Extract each line from the entries below that contains the word "with". Match it case-sensitively.

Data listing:
------------------------------------------------------------

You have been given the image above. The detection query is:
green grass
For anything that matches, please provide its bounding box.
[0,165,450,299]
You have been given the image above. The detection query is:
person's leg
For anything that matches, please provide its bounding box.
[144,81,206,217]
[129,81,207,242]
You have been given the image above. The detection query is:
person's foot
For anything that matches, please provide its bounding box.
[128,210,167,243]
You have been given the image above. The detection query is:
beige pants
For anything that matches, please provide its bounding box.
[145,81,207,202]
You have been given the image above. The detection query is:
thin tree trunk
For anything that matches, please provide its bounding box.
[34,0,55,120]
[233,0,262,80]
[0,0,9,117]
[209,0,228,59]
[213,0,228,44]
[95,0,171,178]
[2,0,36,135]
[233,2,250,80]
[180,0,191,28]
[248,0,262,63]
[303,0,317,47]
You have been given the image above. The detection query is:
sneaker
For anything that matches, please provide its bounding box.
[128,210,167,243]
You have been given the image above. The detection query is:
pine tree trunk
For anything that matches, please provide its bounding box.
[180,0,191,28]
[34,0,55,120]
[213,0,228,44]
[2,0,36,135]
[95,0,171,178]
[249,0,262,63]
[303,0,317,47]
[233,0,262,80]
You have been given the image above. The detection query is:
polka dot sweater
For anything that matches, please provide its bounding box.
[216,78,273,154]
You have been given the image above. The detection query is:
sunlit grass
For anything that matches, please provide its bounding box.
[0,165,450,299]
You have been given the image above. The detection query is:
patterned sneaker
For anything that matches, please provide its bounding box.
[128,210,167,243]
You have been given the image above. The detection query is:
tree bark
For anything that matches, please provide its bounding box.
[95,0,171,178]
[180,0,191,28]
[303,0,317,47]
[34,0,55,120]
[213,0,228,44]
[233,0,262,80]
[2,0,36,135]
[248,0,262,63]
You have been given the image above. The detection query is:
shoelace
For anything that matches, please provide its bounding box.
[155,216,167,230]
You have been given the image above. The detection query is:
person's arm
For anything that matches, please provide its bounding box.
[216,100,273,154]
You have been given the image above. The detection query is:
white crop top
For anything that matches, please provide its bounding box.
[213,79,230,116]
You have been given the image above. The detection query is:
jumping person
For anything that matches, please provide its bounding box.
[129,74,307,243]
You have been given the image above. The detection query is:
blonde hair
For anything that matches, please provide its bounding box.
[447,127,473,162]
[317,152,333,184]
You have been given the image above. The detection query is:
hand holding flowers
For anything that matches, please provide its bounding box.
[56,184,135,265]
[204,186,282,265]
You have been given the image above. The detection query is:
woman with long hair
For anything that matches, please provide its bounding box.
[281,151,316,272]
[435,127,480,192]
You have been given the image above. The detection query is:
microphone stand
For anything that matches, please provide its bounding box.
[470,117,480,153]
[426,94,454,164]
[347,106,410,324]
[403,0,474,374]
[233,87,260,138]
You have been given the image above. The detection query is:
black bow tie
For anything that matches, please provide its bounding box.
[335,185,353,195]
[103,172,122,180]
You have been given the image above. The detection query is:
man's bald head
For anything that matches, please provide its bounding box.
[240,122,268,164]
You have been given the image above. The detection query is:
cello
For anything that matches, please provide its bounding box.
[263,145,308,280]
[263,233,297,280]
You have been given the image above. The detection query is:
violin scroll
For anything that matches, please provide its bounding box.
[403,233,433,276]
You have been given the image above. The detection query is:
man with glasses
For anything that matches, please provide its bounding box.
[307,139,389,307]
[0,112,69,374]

------------------------------------------------------------

Expected output >>
woman with long hair
man with glasses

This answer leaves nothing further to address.